→ Exercise instructions
Select, from the data, each line where "track" occurs.

Stored data entries:

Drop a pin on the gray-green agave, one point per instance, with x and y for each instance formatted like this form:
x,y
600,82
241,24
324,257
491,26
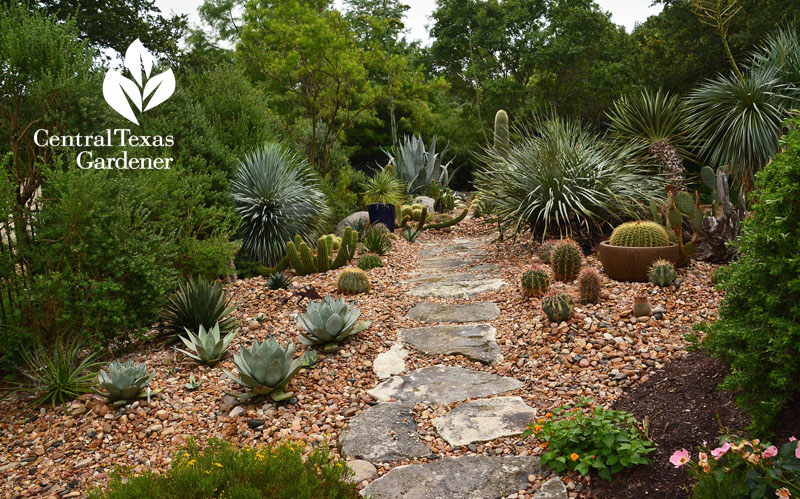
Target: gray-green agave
x,y
266,368
125,382
328,322
207,346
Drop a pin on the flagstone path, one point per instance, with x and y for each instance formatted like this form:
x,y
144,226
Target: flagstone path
x,y
387,431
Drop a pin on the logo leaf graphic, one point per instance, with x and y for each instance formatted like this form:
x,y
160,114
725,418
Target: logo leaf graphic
x,y
162,86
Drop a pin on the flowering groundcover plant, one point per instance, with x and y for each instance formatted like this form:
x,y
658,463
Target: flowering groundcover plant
x,y
748,468
583,437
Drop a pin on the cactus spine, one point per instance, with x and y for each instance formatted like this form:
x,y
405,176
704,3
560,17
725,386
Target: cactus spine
x,y
353,281
558,307
566,260
501,141
589,286
662,273
535,282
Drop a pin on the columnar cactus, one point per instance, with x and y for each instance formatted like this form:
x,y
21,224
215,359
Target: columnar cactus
x,y
589,286
662,273
565,260
639,235
558,307
353,281
535,282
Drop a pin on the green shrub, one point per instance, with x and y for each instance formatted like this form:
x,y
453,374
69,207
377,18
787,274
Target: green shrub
x,y
584,437
224,470
758,331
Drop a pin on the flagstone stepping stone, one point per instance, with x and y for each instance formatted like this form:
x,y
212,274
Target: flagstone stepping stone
x,y
390,362
462,312
384,432
456,288
476,342
472,477
484,420
442,385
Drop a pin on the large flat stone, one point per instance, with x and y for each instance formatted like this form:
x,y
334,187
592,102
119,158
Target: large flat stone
x,y
456,288
475,341
442,385
471,477
462,312
484,420
384,432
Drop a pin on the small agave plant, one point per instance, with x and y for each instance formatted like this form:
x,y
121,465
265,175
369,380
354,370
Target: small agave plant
x,y
125,382
207,346
266,368
328,322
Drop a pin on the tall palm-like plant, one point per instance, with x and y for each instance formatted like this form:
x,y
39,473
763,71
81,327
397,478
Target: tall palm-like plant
x,y
563,175
278,196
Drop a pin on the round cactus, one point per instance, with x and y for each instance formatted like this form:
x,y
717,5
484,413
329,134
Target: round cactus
x,y
589,286
639,235
558,307
662,273
353,281
535,282
565,260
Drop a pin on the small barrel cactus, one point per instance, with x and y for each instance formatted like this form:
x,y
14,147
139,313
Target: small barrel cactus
x,y
535,282
639,235
353,281
589,286
662,273
558,307
565,260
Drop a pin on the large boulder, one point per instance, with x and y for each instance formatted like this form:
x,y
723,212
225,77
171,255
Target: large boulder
x,y
359,216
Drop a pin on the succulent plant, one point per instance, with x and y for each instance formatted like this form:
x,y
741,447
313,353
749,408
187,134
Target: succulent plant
x,y
329,322
125,382
589,286
535,282
662,273
641,306
278,280
558,307
565,260
266,369
369,262
353,281
207,346
639,235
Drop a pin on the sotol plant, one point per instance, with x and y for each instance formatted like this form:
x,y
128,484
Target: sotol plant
x,y
566,260
328,322
266,369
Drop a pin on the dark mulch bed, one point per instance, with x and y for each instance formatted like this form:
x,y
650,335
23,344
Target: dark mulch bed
x,y
684,408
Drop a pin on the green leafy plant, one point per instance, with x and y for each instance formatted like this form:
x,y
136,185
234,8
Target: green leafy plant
x,y
584,437
369,262
54,374
329,322
206,346
267,368
278,196
743,468
200,302
561,175
375,241
222,469
125,382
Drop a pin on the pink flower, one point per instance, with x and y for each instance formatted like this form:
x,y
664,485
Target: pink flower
x,y
772,451
680,458
720,451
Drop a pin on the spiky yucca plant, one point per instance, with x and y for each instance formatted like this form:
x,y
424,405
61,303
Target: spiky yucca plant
x,y
278,196
561,173
200,302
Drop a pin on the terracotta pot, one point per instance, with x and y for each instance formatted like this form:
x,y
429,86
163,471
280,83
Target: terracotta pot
x,y
623,263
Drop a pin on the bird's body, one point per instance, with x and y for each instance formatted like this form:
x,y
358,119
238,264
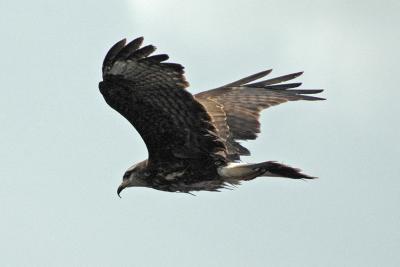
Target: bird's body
x,y
192,139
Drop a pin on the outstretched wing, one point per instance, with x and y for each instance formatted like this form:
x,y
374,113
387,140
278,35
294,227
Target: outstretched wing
x,y
235,107
151,95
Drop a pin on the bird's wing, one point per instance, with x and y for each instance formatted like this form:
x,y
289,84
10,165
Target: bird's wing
x,y
235,108
151,95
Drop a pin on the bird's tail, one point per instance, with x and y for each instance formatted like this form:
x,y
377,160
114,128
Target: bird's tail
x,y
246,172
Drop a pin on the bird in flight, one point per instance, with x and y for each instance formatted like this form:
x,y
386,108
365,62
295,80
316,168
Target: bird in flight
x,y
193,141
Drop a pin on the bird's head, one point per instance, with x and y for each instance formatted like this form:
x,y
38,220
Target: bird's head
x,y
134,176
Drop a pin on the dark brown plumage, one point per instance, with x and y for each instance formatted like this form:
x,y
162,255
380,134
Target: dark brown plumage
x,y
192,140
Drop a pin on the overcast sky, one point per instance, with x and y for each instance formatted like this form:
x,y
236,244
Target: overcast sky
x,y
64,151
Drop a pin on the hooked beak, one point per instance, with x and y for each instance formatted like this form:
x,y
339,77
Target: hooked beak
x,y
120,188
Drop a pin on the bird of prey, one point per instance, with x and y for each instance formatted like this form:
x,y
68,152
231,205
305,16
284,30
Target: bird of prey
x,y
193,141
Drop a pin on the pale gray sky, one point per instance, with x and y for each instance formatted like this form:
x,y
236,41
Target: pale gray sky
x,y
64,150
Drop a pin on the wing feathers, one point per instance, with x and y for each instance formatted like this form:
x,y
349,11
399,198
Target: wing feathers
x,y
248,79
276,80
130,48
241,102
150,95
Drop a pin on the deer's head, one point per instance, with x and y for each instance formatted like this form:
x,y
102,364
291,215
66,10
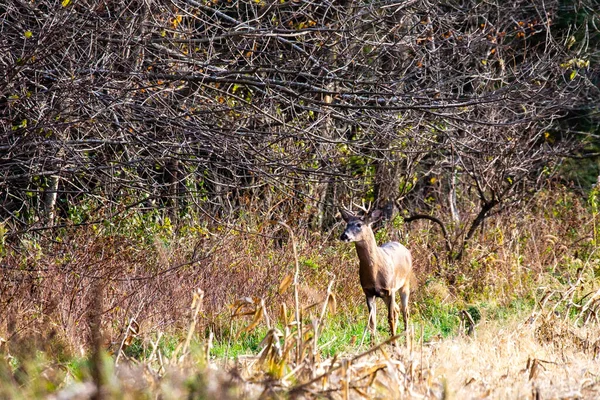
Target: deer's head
x,y
358,228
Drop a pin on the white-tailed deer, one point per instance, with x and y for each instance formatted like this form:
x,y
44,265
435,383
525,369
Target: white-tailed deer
x,y
383,270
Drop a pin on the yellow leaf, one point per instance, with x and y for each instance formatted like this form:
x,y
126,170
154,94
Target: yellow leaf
x,y
285,283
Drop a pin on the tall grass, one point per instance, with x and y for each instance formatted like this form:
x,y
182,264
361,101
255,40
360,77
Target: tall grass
x,y
291,322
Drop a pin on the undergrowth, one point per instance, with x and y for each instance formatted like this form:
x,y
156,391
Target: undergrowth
x,y
148,269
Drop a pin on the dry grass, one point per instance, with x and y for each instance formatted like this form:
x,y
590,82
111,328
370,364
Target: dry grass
x,y
290,289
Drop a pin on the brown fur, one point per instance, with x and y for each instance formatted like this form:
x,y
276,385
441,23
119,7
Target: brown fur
x,y
383,270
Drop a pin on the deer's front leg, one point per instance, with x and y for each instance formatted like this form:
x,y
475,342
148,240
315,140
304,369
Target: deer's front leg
x,y
390,302
372,315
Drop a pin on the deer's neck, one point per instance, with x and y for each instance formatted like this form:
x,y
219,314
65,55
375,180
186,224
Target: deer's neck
x,y
368,254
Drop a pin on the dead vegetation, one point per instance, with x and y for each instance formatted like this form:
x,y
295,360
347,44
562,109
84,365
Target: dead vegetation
x,y
176,301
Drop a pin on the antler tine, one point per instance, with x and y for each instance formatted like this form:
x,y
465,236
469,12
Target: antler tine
x,y
363,208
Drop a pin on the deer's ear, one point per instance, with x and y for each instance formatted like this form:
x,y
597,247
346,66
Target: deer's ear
x,y
346,215
374,216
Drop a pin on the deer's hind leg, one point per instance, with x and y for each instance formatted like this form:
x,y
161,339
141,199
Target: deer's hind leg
x,y
404,294
390,302
372,315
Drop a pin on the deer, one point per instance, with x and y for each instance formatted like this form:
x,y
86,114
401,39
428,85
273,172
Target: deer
x,y
384,270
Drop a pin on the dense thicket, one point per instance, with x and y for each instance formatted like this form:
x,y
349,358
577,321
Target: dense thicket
x,y
452,110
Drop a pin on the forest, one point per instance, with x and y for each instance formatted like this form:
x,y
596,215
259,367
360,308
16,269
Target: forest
x,y
174,176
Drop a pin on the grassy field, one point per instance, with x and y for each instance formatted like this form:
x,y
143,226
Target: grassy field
x,y
142,308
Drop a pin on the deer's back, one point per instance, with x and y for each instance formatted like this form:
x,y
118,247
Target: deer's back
x,y
398,265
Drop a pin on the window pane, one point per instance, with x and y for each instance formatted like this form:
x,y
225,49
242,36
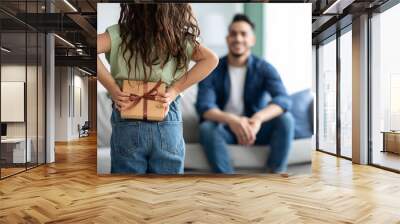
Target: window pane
x,y
327,96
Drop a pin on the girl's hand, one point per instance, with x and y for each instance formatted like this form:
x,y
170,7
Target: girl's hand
x,y
167,98
121,99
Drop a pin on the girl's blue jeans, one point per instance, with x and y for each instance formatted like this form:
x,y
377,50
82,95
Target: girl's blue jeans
x,y
148,146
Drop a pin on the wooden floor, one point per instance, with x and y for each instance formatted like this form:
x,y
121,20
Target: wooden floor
x,y
70,191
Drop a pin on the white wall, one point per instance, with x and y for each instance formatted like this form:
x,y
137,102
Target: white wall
x,y
67,80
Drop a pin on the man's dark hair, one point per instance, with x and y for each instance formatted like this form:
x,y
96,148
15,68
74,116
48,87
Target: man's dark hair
x,y
242,18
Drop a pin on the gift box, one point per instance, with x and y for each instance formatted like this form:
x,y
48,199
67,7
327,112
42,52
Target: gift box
x,y
143,95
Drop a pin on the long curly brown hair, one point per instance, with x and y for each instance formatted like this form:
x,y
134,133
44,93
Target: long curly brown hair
x,y
156,33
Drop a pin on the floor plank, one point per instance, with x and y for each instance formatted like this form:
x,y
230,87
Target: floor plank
x,y
70,191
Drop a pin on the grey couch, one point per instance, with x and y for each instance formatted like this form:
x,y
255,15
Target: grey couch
x,y
245,158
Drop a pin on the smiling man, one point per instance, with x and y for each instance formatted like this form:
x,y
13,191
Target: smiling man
x,y
233,105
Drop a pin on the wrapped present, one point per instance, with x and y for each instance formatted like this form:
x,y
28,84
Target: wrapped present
x,y
143,95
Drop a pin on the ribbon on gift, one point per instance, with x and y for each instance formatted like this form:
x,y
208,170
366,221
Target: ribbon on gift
x,y
147,95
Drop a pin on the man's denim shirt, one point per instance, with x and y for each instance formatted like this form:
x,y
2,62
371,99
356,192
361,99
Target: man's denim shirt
x,y
261,84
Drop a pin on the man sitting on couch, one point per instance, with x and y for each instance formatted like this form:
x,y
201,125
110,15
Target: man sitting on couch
x,y
233,106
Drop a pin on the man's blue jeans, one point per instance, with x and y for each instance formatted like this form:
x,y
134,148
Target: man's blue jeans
x,y
278,133
141,147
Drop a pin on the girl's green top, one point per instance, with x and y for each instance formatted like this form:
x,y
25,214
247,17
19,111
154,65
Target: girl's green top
x,y
119,67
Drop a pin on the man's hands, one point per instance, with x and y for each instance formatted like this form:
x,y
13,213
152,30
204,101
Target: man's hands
x,y
167,98
244,128
121,99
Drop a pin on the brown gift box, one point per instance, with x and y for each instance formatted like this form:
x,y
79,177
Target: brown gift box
x,y
143,94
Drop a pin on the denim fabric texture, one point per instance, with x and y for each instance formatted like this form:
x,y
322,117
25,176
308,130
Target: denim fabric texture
x,y
140,147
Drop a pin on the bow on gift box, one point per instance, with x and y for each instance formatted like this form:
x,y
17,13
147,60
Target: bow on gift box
x,y
147,95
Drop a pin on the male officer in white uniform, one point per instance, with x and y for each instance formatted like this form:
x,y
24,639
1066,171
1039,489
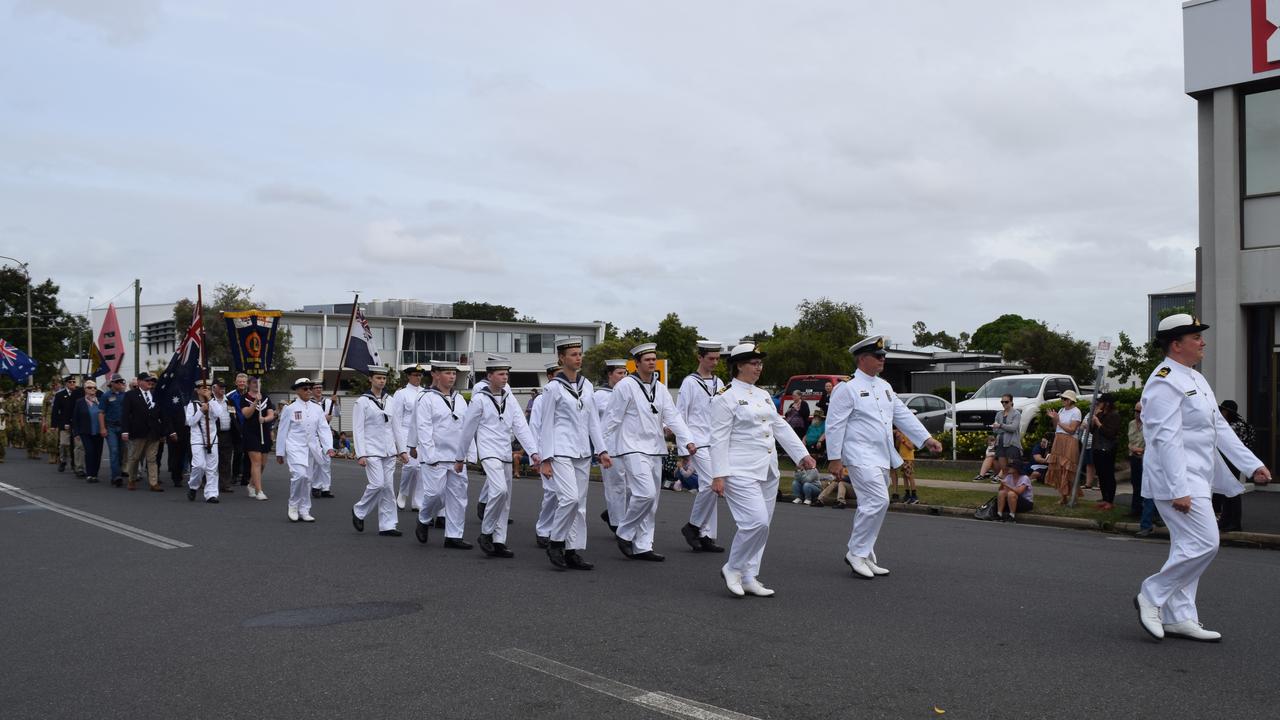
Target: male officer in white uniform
x,y
378,442
1185,433
860,420
694,404
639,409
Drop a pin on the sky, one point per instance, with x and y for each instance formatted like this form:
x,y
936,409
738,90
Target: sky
x,y
580,160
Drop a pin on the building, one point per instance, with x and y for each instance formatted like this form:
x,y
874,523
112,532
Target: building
x,y
1233,72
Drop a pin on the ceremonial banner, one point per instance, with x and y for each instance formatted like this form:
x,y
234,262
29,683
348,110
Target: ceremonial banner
x,y
251,335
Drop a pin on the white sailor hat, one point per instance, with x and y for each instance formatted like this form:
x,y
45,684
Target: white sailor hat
x,y
1176,326
876,345
644,347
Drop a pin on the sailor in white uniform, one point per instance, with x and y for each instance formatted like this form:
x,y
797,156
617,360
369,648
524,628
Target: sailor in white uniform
x,y
638,411
378,442
1185,437
694,405
437,434
860,420
745,431
612,478
301,427
204,417
492,419
570,436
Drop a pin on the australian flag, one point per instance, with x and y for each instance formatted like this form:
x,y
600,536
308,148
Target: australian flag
x,y
16,363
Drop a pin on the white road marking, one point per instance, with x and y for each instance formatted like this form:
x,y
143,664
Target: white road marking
x,y
96,520
666,703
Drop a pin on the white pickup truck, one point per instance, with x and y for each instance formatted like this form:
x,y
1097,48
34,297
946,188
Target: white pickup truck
x,y
978,411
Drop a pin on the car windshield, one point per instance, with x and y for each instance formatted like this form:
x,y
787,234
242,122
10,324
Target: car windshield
x,y
1016,387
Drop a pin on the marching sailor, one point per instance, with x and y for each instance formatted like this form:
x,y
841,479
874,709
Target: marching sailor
x,y
570,436
1185,437
694,405
492,418
378,442
860,420
437,434
639,409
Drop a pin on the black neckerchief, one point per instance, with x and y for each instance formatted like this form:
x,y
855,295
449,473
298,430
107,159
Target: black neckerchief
x,y
649,396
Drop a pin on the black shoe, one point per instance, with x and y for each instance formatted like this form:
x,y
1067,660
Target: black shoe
x,y
574,560
691,536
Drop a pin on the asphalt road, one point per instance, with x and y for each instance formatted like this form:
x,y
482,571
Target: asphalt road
x,y
261,618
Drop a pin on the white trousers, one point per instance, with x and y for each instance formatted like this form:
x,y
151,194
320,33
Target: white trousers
x,y
443,488
644,488
570,477
1192,546
379,492
704,514
872,488
204,465
750,501
497,488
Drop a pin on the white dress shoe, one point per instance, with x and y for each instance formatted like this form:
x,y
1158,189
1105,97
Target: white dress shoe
x,y
1148,616
732,580
859,565
1191,629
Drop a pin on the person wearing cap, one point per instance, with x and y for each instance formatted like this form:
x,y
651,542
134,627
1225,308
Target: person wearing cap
x,y
1183,465
745,431
301,427
570,437
435,433
490,422
410,495
694,402
860,422
612,478
378,442
639,409
204,417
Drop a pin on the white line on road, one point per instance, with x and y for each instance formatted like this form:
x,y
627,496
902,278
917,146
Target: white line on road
x,y
97,520
666,703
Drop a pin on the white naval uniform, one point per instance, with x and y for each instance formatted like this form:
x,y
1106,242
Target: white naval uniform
x,y
1184,432
694,404
490,422
860,420
745,425
376,440
437,433
411,473
634,423
204,463
570,436
301,427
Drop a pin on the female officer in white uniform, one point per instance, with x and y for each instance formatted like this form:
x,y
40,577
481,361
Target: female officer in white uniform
x,y
744,427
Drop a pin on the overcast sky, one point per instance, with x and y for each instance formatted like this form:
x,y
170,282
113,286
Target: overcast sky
x,y
937,160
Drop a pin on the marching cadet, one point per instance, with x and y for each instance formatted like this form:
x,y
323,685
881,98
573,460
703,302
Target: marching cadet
x,y
435,433
492,418
744,427
639,409
204,417
378,442
301,425
406,401
860,420
1185,437
694,405
570,428
612,478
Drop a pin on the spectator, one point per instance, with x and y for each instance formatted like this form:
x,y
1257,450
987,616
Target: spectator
x,y
1014,495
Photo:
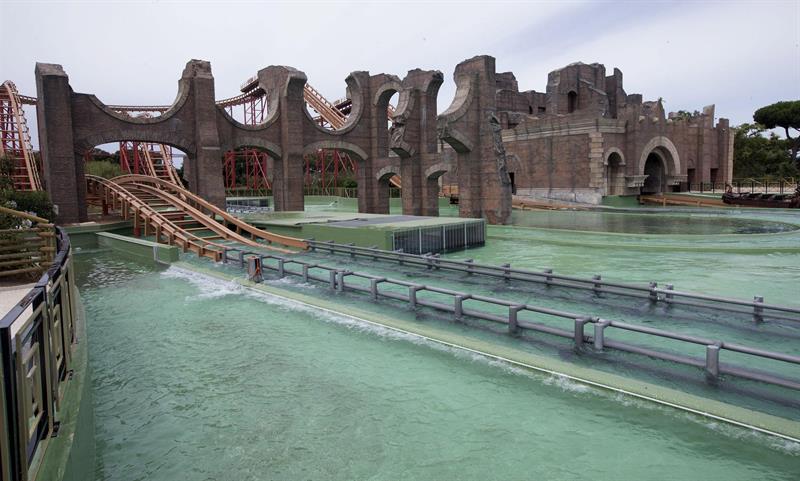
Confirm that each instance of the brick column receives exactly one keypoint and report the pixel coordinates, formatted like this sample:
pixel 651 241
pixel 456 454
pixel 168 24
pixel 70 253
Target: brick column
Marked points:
pixel 63 167
pixel 597 178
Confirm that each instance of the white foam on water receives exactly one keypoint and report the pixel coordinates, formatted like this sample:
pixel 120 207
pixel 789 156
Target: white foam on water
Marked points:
pixel 212 287
pixel 209 287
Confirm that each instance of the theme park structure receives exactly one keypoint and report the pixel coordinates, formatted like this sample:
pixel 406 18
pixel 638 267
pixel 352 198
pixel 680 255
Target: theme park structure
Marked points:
pixel 582 139
pixel 323 168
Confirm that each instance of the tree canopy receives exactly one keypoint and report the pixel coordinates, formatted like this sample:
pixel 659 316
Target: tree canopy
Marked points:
pixel 758 153
pixel 784 115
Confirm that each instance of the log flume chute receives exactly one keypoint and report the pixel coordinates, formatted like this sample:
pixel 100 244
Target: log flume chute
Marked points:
pixel 175 216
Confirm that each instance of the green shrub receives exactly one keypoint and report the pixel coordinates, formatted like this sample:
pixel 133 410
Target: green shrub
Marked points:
pixel 103 168
pixel 38 203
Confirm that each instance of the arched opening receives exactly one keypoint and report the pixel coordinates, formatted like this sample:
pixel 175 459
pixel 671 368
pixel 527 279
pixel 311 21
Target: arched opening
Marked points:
pixel 572 101
pixel 615 175
pixel 327 113
pixel 656 172
pixel 247 172
pixel 136 157
pixel 331 172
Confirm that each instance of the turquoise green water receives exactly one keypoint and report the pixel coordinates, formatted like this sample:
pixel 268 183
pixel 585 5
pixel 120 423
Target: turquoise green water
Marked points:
pixel 196 379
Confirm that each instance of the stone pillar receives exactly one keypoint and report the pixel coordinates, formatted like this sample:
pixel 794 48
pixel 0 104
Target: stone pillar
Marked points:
pixel 284 87
pixel 597 177
pixel 471 127
pixel 414 139
pixel 373 193
pixel 205 172
pixel 63 167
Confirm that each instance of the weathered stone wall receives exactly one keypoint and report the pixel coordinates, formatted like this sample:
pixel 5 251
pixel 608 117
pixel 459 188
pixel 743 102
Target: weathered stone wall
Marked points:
pixel 584 138
pixel 563 151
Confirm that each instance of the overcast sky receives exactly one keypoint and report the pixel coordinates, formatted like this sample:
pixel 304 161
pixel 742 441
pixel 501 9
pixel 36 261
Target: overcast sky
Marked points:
pixel 739 55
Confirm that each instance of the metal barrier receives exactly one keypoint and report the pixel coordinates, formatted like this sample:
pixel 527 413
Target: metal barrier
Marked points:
pixel 441 238
pixel 757 308
pixel 709 361
pixel 36 342
pixel 764 186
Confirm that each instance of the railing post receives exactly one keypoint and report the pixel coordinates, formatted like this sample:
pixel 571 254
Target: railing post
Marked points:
pixel 281 269
pixel 599 334
pixel 712 362
pixel 458 307
pixel 254 269
pixel 548 279
pixel 578 334
pixel 513 326
pixel 412 294
pixel 469 265
pixel 758 311
pixel 340 281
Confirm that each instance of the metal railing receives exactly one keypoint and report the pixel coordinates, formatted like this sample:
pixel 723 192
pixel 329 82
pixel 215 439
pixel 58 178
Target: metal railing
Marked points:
pixel 336 279
pixel 37 337
pixel 757 308
pixel 346 192
pixel 763 186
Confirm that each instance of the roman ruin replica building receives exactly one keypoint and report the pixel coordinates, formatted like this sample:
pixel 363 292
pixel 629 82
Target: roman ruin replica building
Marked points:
pixel 585 138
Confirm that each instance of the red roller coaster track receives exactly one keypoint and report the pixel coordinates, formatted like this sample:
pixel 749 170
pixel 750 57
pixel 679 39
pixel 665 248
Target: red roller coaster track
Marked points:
pixel 15 140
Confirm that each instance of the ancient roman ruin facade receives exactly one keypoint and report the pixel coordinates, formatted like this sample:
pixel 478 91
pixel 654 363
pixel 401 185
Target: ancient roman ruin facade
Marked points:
pixel 585 138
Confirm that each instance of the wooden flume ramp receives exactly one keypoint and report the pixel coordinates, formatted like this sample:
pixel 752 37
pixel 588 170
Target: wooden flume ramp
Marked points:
pixel 175 216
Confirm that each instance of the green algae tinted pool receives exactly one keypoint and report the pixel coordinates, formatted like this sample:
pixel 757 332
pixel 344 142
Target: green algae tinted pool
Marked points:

→ Reply to the exercise
Confirm that each instance of the red roller coaster track receives exactly one keypoint and report the pixel coordinates, formatted like this sample:
Target: red roller coaster track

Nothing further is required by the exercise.